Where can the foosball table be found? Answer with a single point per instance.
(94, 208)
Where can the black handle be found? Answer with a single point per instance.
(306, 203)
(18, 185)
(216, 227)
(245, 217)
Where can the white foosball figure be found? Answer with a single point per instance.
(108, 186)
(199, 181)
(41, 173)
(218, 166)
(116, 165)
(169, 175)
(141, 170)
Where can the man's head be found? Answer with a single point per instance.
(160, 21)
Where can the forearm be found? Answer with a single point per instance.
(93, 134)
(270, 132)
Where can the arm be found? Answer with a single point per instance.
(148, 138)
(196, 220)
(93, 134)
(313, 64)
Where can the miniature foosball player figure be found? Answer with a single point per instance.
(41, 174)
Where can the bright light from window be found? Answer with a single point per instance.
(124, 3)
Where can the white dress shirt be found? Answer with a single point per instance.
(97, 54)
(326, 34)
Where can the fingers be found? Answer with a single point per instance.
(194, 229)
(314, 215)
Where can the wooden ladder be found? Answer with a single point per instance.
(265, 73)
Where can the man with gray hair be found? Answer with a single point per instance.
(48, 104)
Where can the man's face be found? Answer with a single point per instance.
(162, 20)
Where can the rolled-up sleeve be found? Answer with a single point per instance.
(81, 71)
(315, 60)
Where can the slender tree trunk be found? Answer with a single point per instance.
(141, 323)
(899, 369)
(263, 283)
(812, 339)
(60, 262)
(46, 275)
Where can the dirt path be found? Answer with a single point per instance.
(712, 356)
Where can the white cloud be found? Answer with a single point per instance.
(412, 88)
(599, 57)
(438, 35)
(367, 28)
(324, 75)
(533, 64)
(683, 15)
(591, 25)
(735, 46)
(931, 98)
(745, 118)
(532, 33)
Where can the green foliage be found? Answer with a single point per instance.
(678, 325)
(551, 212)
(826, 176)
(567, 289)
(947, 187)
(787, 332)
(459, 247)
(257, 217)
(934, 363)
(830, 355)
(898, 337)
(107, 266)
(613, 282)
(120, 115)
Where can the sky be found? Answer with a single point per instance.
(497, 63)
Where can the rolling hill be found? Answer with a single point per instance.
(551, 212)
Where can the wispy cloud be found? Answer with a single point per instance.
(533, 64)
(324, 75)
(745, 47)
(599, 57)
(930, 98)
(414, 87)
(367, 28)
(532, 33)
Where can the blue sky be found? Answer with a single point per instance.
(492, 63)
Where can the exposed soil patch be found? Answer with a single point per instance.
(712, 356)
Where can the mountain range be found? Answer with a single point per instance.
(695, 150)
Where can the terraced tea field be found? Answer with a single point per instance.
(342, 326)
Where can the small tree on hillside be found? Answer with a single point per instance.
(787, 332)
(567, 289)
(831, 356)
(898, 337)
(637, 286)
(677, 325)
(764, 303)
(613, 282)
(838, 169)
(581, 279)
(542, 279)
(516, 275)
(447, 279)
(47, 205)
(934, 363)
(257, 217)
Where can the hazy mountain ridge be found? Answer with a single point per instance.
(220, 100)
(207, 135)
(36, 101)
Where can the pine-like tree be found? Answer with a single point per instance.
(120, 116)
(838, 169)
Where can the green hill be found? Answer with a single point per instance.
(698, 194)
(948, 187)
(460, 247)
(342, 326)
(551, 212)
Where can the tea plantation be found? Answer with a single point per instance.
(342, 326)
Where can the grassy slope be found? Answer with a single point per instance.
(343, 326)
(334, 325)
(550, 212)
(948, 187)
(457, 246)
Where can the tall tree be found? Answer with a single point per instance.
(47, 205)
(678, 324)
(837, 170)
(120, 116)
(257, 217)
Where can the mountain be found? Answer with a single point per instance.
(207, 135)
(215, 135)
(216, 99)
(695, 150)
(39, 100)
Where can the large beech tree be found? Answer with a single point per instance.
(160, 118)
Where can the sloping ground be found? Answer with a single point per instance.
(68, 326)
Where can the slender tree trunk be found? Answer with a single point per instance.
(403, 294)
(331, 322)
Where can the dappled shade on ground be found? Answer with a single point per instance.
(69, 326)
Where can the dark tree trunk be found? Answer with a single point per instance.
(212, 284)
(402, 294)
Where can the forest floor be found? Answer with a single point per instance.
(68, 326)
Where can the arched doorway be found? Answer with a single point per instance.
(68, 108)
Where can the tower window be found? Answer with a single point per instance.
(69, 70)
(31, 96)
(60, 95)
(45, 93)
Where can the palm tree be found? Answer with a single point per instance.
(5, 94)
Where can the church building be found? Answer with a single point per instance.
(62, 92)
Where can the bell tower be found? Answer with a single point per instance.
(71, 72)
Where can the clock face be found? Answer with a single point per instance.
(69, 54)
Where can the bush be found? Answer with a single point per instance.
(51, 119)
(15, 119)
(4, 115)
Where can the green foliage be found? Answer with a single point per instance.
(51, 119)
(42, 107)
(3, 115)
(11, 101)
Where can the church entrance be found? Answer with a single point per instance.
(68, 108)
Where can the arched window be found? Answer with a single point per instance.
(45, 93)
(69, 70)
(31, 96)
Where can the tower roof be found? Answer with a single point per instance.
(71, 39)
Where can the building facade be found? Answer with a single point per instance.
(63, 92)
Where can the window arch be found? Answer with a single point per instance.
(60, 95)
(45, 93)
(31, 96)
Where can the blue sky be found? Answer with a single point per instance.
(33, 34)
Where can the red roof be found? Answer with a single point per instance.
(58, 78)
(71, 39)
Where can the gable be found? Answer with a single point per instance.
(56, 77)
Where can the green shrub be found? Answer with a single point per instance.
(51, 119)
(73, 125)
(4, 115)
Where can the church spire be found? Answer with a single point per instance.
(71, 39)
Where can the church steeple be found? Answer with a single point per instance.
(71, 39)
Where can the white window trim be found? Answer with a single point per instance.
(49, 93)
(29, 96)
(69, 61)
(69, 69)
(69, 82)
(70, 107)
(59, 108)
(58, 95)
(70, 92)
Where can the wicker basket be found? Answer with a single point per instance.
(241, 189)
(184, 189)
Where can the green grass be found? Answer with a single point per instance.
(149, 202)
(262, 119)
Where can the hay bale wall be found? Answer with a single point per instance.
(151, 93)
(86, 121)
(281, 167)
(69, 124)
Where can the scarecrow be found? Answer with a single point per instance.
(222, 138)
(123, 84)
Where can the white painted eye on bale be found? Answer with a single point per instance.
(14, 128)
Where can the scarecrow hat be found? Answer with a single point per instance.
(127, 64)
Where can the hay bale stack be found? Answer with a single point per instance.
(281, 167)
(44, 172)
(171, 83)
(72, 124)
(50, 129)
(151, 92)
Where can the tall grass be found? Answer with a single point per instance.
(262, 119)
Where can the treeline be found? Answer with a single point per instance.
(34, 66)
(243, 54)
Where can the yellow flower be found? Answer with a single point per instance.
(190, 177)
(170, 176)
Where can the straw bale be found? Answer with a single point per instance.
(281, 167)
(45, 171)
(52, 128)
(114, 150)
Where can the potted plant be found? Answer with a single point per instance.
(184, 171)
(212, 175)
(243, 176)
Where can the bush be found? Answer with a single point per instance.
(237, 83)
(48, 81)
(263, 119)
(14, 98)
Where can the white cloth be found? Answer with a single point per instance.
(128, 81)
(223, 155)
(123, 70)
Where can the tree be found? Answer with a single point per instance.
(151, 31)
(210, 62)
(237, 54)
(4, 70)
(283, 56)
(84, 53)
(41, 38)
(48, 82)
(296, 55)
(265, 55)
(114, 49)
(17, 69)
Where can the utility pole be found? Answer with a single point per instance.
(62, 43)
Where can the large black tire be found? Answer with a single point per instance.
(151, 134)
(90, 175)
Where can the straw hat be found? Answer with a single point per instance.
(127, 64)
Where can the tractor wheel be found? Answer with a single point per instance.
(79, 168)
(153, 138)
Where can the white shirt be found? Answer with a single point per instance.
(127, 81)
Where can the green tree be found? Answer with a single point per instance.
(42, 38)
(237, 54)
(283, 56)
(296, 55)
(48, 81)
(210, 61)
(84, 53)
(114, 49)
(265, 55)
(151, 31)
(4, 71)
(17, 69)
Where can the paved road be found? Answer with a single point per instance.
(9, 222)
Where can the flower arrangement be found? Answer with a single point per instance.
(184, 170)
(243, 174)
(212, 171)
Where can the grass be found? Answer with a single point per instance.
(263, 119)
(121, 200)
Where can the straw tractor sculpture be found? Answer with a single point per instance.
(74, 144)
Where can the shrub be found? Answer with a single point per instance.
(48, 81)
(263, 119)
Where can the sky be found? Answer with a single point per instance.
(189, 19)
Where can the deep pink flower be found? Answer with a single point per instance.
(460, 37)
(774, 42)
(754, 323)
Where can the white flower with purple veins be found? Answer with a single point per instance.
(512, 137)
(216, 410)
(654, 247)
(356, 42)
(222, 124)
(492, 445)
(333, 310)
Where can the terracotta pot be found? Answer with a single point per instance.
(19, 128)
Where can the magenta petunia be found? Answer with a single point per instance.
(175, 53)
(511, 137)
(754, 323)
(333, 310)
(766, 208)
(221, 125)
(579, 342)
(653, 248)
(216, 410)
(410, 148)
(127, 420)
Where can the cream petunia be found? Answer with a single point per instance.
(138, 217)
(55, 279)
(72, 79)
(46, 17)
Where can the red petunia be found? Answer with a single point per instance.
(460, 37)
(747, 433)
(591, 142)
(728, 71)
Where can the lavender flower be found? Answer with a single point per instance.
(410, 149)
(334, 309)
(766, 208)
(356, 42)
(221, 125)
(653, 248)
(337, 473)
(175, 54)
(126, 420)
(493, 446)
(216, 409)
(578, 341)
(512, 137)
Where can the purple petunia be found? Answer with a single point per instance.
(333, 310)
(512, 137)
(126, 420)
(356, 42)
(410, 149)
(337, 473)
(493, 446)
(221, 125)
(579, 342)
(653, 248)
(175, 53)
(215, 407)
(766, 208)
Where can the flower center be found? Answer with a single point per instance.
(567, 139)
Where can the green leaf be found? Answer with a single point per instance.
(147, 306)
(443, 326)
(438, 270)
+++
**PROBLEM DESCRIPTION**
Repeat exactly the lines from the line containing "Where can the straw tractor" through the last line of the records above, including both, and nothing else.

**EXERCISE ANSWER**
Where can the straw tractor sculpture be found? Answer with a single point per instance.
(74, 144)
Where can the shrub be found? Answer with a single point per instance.
(48, 81)
(263, 119)
Where can the sky be found? Answer with a single point per instance.
(189, 19)
Where can the deep pink flower be found? Answer with a single point per instance.
(460, 37)
(774, 42)
(754, 323)
Where can the white flower with purple veins be found? Answer with a single point per instance.
(512, 137)
(216, 410)
(654, 247)
(356, 42)
(222, 124)
(492, 445)
(333, 310)
Where can the terracotta pot be found? Answer with a single point per instance.
(19, 128)
Where can the magenta petunia be found? Answer with a single point per instance.
(175, 53)
(511, 137)
(754, 323)
(333, 310)
(766, 208)
(221, 125)
(579, 342)
(653, 248)
(216, 410)
(410, 148)
(127, 420)
Where can the cream petunia be found? Answer with a single point per instance.
(138, 217)
(55, 279)
(72, 79)
(46, 17)
Where can the red petunia be found? Answer with a single point per instance.
(460, 37)
(747, 433)
(591, 142)
(728, 71)
Where can the lavender flower be found? Answer with a single point per instance.
(410, 149)
(334, 309)
(766, 208)
(356, 42)
(221, 125)
(653, 248)
(337, 473)
(175, 54)
(126, 420)
(493, 446)
(216, 409)
(578, 341)
(512, 137)
Where can the purple petunia be found? Answer with a single point per instance.
(333, 310)
(512, 137)
(126, 420)
(356, 42)
(410, 149)
(337, 473)
(493, 446)
(221, 125)
(579, 342)
(653, 248)
(175, 53)
(215, 407)
(766, 208)
Where can the flower center be found? Answer with a single point per instance.
(567, 139)
Where can the green leaf be found? Answer with a single point per instance.
(147, 306)
(443, 326)
(438, 270)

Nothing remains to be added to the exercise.